WRITTEN PROBLEM: Rewrite everything from the start of the rows down to the line containing "120], [399, 98]]", swapping "rocky outcrop" for "boulder field" and leaving all else unchanged.

INFORMATION SHOWN:
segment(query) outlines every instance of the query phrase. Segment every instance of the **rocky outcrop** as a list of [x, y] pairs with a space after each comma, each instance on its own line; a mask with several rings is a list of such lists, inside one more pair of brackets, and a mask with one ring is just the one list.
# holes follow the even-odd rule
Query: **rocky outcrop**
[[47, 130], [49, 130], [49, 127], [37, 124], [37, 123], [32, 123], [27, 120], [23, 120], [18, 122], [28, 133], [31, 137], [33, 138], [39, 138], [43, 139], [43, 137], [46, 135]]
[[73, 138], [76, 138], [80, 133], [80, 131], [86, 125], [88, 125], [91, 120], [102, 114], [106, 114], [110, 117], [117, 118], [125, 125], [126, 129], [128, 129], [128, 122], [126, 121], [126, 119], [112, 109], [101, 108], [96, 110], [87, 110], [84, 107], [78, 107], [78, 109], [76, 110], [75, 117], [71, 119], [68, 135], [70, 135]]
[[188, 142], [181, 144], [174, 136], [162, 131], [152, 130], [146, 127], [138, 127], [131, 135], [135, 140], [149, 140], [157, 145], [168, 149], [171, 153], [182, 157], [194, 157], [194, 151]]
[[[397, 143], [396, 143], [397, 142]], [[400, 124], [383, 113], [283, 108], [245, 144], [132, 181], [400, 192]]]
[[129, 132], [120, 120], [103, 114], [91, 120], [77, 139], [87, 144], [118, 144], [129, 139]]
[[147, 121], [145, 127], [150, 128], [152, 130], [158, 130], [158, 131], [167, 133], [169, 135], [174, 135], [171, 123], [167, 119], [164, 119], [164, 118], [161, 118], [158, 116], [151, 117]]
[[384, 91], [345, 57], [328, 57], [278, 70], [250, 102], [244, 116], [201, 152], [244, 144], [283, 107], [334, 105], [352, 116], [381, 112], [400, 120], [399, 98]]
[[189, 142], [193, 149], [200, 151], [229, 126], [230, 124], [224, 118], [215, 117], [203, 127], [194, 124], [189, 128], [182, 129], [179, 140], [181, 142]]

SOLUTION TO THIS EXERCISE:
segment(query) outlines every instance of the query phrase. Segment every instance of the **boulder field** as a list of [x, y] pairs with a space after each comma, each instance on its own line; a mask with several rings is a list of such lists, inside one more pair of brackets, and a mask with one ring is just the one list.
# holes follow the even-odd rule
Query: **boulder field**
[[47, 130], [49, 130], [49, 127], [37, 124], [37, 123], [32, 123], [27, 120], [23, 120], [18, 122], [28, 133], [31, 137], [33, 138], [39, 138], [43, 139], [43, 137], [46, 135]]
[[73, 138], [76, 138], [80, 133], [80, 131], [86, 125], [88, 125], [91, 120], [102, 114], [106, 114], [110, 117], [117, 118], [125, 125], [126, 129], [128, 129], [128, 122], [126, 121], [126, 119], [112, 109], [101, 108], [96, 110], [87, 110], [84, 107], [78, 107], [78, 109], [76, 110], [75, 117], [71, 119], [68, 135], [70, 135]]
[[188, 142], [181, 144], [174, 136], [162, 131], [152, 130], [146, 127], [138, 127], [131, 135], [135, 140], [149, 140], [157, 145], [168, 149], [171, 153], [182, 157], [194, 157], [194, 151]]
[[[397, 143], [396, 143], [397, 142]], [[400, 124], [383, 113], [283, 108], [245, 144], [132, 181], [400, 192]]]
[[129, 132], [120, 120], [103, 114], [91, 120], [77, 139], [87, 144], [118, 144], [129, 139]]
[[147, 121], [145, 127], [150, 128], [152, 130], [158, 130], [158, 131], [167, 133], [169, 135], [174, 135], [171, 123], [167, 119], [164, 119], [164, 118], [161, 118], [158, 116], [151, 117]]
[[384, 91], [345, 57], [328, 57], [278, 70], [250, 102], [244, 116], [201, 152], [244, 144], [283, 107], [334, 105], [352, 116], [381, 112], [400, 120], [399, 98]]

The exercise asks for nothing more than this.